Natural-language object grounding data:
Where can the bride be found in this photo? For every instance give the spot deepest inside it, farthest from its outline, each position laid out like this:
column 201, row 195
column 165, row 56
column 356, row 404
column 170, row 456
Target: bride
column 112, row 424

▸ Work required
Copy the entries above exactly, so that each line matches the original.

▸ Exercise result
Where can the bride be found in this photo? For every instance give the spot deepest inside it, farthest from its outline, each position laid out like this:
column 201, row 195
column 165, row 56
column 356, row 404
column 170, row 456
Target: bride
column 112, row 424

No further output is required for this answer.